SELECTED EXCERPT:
-- BEGIN --

I have one of those old 25hp mercs. Seems as I recall they had a funky length. A long leg is suppose to be 20" from the top of the transom to the cavitation plate. As I recall, mine is like 22 or 23 inches. Had it been an extra long leg it would be 25" and a short leg, 15". All my other motors are that way, so I lifted the 25 off the transom to where my 50hp would mount. Ran fine straight line, but would get dead water in a corner. Moved her back when I got home. Mercury must have figured this out already. Guessing it was due to the smaller prop and lower speeds. A faster boat with a different style bottom, I would not hesitate to try it again. My test boat was a tri hull Starcraft Explorer, with a deep V center sponson. If I had a flat bottom boat or tunnel, I would definitely try it again.


----------



## Stevie

This thread is a year old, but speaks to me today. I'm trying to locate an original Mercury power tilt & trim kit for 2002 Mercury 2 stroke, part 850700A098, described in this thread. Would also consider buying an outboard equipped with this kit. Trying to avoid CMC T&T's due to set back, raising engine and stress on transom (98 Whipray). Would appreciate any info on how to get the original Mercury kit. If you have info, please PM me your mobile number to communicate by text.

Best,
Steve


----------



## JJHang20

Finally found a brand new factory trim and tilt for my Merc.

-- END --

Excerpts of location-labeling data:
-- BEGIN --

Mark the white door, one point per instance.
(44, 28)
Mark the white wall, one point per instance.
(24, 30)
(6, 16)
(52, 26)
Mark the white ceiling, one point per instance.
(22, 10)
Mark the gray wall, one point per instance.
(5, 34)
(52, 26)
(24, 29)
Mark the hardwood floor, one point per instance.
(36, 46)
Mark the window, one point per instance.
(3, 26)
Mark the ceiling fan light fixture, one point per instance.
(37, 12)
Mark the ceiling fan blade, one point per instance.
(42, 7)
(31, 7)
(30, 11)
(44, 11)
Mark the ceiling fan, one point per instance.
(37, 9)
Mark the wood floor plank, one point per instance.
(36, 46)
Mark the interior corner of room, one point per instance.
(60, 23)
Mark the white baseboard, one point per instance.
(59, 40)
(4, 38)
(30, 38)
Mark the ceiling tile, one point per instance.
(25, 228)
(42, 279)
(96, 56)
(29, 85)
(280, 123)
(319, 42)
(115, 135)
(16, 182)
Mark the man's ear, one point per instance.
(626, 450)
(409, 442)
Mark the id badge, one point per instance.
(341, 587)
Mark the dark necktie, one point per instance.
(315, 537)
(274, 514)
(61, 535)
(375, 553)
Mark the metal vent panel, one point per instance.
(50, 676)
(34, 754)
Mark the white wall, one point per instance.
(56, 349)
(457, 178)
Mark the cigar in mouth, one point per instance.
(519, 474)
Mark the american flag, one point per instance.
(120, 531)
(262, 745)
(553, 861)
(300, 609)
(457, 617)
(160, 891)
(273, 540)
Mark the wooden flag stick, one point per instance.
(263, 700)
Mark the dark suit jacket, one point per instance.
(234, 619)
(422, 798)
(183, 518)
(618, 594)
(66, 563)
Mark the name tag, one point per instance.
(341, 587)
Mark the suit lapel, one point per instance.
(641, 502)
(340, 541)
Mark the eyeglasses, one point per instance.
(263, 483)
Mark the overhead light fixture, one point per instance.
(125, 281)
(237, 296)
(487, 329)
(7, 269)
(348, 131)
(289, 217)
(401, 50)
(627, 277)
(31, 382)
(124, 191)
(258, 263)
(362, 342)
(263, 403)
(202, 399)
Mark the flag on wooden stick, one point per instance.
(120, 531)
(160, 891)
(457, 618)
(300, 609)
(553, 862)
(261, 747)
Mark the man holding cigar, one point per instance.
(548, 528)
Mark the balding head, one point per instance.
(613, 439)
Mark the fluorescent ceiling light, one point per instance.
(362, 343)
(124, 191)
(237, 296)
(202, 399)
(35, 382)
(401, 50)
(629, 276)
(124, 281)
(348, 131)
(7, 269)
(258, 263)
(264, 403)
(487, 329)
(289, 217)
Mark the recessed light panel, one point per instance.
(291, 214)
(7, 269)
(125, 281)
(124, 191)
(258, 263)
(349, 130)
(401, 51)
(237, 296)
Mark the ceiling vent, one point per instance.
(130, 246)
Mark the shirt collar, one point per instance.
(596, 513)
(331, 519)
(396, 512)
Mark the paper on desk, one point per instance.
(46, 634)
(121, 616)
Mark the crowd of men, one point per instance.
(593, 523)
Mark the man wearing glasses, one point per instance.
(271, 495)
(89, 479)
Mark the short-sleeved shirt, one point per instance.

-- END --

JOBS:
**a.** Report every line of the entries that contains the word "ceiling". Case counts.
**b.** Pick up the forum thread about Mercury outboard motors after its last post and write the next part.

EXPECTED RESULTS:
**a.**
Mark the white ceiling, one point per instance.
Mark the ceiling fan light fixture, one point per instance.
Mark the ceiling fan blade, one point per instance.
Mark the ceiling fan, one point per instance.
Mark the ceiling tile, one point per instance.
Mark the fluorescent ceiling light, one point per instance.
Mark the ceiling vent, one point per instance.

**b.**
Found online at a dealership in Canada who had a single one sitting on the shelf for years. 
Have it mounted to a Bob's hydraulic flats jack plate


----------



## Guest

Awesome!


----------



## JJHang20

As you can see, I added 5 degree transom wedges the make up for the negative tuck I lost adding the trim and tilt. They work perfect together for my application.


----------



## HPXFLY

Well Im in the same boat as of yesterday looking for the trim kit as my bracket on mine has finally rusted through. Any one have a lead on where to find the kit for an 04 merc. Not doing a CMC bc I do not want the setback


----------



## HPXFLY

https://www.marineengine.com/parts/...nts/1994-up/power-trim-kit-850700a6-850700a08

well if anyone needs parts I found what i was looking for here


----------



## JJHang20

HPXFLY said:


> Well Im in the same boat as of yesterday looking for the trim kit as my bracket on mine has finally rusted through. Any one have a lead on where to find the kit for an 04 merc. Not doing a CMC bc I do not want the setback


Could you post a picture of your bracket that rusted through?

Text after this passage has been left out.